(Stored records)
"""

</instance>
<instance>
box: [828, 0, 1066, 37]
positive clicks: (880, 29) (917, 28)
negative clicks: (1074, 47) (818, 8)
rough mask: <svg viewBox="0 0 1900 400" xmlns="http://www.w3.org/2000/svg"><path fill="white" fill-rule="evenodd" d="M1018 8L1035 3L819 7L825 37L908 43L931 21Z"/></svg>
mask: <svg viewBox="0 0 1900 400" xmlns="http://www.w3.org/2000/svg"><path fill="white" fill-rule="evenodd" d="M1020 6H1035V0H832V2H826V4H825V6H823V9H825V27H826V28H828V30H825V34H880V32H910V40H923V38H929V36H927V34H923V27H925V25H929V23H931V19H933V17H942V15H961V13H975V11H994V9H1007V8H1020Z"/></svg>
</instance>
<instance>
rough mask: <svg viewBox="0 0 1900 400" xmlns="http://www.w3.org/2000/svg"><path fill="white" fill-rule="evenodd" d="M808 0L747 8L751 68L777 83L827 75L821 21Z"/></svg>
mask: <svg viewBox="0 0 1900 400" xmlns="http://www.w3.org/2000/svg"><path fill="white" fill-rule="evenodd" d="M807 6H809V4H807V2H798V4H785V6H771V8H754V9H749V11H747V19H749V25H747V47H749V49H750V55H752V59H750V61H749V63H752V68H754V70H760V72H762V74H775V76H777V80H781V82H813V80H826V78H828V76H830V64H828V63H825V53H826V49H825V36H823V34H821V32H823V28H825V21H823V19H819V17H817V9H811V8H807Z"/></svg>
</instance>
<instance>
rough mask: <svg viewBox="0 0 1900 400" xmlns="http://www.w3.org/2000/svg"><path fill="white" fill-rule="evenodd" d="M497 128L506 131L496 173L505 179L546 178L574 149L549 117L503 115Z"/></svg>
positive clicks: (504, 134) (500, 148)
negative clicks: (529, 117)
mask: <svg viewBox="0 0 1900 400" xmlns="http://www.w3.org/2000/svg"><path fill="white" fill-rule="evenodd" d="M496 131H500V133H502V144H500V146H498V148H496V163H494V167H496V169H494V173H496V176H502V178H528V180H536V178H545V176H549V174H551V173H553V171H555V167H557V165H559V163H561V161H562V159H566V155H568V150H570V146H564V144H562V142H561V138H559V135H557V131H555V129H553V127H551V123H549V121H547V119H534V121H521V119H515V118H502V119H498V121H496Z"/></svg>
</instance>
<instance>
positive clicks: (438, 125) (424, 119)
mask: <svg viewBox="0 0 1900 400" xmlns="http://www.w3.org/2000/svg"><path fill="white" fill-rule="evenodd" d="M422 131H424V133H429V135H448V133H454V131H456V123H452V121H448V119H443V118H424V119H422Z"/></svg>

"""

__AIM OF THE TASK__
Restate all of the entries above precisely.

__SOLUTION TO THE PROBLEM__
</instance>
<instance>
box: [828, 0, 1066, 37]
positive clicks: (880, 29) (917, 28)
negative clicks: (1074, 47) (818, 8)
rough mask: <svg viewBox="0 0 1900 400" xmlns="http://www.w3.org/2000/svg"><path fill="white" fill-rule="evenodd" d="M1018 8L1035 3L819 7L825 37L908 43L931 21Z"/></svg>
mask: <svg viewBox="0 0 1900 400" xmlns="http://www.w3.org/2000/svg"><path fill="white" fill-rule="evenodd" d="M1020 6H1035V0H832V2H826V4H825V6H823V9H825V27H826V28H828V30H825V34H880V32H910V40H923V38H929V36H927V34H923V27H925V25H929V23H931V19H933V17H942V15H961V13H975V11H994V9H1007V8H1020Z"/></svg>
</instance>
<instance>
rough mask: <svg viewBox="0 0 1900 400" xmlns="http://www.w3.org/2000/svg"><path fill="white" fill-rule="evenodd" d="M808 0L747 8L751 68L777 83L827 75L821 21Z"/></svg>
mask: <svg viewBox="0 0 1900 400" xmlns="http://www.w3.org/2000/svg"><path fill="white" fill-rule="evenodd" d="M807 6H809V4H807V2H798V4H785V6H771V8H754V9H749V11H747V19H749V25H747V47H749V49H750V55H752V59H750V61H749V63H752V68H754V70H760V72H762V74H775V76H777V80H781V82H813V80H826V78H828V76H830V64H828V63H825V53H826V49H825V36H823V34H821V32H823V28H825V21H823V19H819V17H817V9H811V8H807Z"/></svg>
</instance>
<instance>
rough mask: <svg viewBox="0 0 1900 400" xmlns="http://www.w3.org/2000/svg"><path fill="white" fill-rule="evenodd" d="M497 128L506 131L496 173L505 179L546 178L574 149L549 117L503 115Z"/></svg>
positive clicks: (504, 134) (500, 148)
negative clicks: (529, 117)
mask: <svg viewBox="0 0 1900 400" xmlns="http://www.w3.org/2000/svg"><path fill="white" fill-rule="evenodd" d="M496 131H500V133H502V144H500V146H498V148H496V163H494V167H496V169H494V173H496V176H502V178H528V180H536V178H545V176H549V174H551V173H553V171H555V167H557V165H559V163H561V161H562V159H566V155H568V150H570V146H564V144H562V142H561V138H559V135H557V131H555V129H553V127H551V123H549V121H547V119H534V121H521V119H515V118H502V119H498V121H496Z"/></svg>
</instance>
<instance>
positive clicks: (438, 125) (424, 119)
mask: <svg viewBox="0 0 1900 400" xmlns="http://www.w3.org/2000/svg"><path fill="white" fill-rule="evenodd" d="M422 131H424V133H429V135H448V133H454V131H456V123H452V121H448V119H443V118H424V119H422Z"/></svg>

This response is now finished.